*Exercise brief*. Print the range of lines that opens with the line containing "of the curly" and closes with the last line of the listing. Include both ends; print nothing more.

——————————

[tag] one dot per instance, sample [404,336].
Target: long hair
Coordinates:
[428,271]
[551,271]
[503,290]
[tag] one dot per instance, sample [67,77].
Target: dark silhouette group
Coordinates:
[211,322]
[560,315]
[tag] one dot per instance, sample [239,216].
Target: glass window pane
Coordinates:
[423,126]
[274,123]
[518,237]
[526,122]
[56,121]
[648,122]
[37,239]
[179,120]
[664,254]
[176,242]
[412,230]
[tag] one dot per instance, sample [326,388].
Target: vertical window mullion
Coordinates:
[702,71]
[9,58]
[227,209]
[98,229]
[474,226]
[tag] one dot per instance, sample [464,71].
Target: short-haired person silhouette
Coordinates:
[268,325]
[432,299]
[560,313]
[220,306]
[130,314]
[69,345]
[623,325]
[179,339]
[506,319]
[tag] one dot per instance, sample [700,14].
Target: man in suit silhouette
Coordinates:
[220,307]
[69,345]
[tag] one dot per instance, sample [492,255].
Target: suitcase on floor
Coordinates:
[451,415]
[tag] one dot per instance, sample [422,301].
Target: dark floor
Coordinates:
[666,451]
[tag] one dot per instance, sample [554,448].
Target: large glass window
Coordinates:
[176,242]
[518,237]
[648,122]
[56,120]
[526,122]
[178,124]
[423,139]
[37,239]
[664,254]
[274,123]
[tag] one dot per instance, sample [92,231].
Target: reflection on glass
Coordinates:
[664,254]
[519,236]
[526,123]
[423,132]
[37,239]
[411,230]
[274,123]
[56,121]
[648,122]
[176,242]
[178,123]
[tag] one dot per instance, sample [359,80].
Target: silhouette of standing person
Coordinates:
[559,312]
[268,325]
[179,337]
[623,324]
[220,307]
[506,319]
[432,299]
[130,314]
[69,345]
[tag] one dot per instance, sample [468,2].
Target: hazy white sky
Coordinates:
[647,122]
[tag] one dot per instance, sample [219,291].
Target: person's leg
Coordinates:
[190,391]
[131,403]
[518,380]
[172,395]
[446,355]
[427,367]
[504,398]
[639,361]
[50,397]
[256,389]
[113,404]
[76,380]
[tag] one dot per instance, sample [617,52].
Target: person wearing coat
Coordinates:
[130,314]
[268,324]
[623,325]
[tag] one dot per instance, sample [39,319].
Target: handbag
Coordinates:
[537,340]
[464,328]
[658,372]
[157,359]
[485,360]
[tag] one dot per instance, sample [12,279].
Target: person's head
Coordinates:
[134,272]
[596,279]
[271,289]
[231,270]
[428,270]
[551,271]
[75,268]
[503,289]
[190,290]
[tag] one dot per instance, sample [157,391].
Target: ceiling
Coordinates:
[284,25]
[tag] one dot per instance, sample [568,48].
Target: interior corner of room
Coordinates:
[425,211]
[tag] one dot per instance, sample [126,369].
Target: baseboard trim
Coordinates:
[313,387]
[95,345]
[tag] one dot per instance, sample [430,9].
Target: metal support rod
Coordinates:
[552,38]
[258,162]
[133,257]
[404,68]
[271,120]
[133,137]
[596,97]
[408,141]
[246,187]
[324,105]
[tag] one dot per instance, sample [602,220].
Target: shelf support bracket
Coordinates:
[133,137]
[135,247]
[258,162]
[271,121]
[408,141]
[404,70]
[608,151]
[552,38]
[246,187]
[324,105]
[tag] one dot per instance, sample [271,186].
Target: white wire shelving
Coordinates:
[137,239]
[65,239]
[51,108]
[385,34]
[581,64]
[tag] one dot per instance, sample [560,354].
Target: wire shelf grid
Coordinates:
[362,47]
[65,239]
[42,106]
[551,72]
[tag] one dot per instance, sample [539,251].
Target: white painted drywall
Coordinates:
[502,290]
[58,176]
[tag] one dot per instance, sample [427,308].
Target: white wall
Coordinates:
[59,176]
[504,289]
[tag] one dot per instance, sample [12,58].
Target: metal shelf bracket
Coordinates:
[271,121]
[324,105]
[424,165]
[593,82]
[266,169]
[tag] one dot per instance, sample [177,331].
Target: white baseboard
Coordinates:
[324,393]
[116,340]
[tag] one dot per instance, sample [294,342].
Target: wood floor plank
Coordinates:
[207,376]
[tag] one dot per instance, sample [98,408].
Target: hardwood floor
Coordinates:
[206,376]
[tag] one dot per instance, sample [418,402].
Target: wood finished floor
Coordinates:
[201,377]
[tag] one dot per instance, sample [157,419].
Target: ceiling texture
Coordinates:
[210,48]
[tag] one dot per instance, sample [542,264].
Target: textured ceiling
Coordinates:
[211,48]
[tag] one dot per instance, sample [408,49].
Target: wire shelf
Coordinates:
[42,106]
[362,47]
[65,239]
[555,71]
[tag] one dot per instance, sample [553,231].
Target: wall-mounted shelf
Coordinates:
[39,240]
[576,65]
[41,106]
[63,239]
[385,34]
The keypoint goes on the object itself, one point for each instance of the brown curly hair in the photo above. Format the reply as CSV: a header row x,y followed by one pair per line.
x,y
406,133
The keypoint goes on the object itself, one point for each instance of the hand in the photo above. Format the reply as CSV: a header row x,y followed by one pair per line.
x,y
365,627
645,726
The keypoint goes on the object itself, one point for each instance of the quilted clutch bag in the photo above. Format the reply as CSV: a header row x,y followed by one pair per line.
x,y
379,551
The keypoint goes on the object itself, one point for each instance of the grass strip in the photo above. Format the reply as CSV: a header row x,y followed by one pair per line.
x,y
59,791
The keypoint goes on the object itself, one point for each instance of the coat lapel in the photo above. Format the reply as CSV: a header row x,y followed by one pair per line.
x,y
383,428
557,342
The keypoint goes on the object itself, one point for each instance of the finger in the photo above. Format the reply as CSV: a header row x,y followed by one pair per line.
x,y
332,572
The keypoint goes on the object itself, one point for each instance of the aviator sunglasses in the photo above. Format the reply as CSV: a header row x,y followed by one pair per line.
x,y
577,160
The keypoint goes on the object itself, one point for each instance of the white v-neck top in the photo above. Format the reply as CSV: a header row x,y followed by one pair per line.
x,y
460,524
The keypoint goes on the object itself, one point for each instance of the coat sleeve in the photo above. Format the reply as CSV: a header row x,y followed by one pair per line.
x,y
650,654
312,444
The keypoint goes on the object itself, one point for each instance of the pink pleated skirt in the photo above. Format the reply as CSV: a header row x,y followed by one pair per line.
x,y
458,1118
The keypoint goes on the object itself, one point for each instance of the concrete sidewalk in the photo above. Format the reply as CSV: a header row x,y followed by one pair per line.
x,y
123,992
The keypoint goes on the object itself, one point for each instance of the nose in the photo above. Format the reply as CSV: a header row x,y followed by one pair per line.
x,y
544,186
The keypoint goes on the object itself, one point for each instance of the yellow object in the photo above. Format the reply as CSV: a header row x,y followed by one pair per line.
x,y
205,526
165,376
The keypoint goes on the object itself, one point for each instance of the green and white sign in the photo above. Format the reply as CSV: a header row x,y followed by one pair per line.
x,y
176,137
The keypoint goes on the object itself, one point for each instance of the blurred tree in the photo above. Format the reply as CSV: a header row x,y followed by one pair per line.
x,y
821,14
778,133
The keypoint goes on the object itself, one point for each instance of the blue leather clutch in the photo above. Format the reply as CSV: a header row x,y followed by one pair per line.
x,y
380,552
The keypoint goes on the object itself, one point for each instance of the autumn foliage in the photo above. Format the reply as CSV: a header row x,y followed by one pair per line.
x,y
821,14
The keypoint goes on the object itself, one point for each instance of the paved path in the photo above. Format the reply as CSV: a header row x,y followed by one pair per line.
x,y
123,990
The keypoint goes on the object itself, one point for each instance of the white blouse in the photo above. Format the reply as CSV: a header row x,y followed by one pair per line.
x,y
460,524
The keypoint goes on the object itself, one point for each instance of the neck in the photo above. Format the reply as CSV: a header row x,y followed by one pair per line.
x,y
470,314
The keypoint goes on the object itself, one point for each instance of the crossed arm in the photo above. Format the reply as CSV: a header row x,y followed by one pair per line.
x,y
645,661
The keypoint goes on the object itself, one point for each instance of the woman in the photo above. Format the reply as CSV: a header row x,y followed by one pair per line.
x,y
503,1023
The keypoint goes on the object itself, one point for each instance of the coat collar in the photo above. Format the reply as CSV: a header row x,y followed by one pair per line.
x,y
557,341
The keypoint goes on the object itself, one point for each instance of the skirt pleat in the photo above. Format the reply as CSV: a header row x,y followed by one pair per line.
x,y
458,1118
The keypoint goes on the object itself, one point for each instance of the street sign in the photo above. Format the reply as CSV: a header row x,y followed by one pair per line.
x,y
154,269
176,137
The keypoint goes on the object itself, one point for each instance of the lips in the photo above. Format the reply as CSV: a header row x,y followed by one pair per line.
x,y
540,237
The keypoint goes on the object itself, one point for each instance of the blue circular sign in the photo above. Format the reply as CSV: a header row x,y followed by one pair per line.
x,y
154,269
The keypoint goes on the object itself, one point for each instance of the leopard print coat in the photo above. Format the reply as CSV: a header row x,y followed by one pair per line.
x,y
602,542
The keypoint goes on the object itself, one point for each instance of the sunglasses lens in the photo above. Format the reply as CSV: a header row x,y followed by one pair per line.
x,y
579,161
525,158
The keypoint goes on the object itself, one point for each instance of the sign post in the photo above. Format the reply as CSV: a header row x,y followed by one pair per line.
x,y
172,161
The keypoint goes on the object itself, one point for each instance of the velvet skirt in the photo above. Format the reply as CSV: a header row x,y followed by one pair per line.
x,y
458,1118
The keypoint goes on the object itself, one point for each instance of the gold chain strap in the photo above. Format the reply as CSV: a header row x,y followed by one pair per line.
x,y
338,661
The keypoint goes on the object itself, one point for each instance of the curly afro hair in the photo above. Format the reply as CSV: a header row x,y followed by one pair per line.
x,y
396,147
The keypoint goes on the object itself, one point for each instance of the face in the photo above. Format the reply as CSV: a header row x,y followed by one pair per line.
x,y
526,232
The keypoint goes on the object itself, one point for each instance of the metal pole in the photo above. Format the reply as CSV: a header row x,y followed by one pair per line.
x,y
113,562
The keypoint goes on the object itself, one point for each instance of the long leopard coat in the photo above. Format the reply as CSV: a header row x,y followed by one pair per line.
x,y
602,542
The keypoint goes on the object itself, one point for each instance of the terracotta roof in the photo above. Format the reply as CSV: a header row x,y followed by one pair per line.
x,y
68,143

——————————

*Result of the task*.
The keypoint goes on the object itself, one point for each instance of the curly afro hair in the photo above. Format the reply as CSV: a header row x,y followed by one pair per line.
x,y
396,147
The keypoint goes on the object itself, one point for each instance of the face in the photo above. Format the reply as CSV: a header row x,y followed by one pair per line.
x,y
526,232
The keypoint goes on the object itself, one point for each instance of the metal pole in the photo above. Format the reply as CSV: a header row x,y followed by one pair per line.
x,y
113,562
The keypoint goes on the object itself, one point for each instance of the long leopard coat in the photo above. Format the reply as CSV: a header row x,y followed by one pair per line.
x,y
602,542
The keypoint goes on the object itself, one point for each instance of the terracotta roof in the photo above. Format the reply as CSV: a header row x,y followed by one pair per line.
x,y
68,143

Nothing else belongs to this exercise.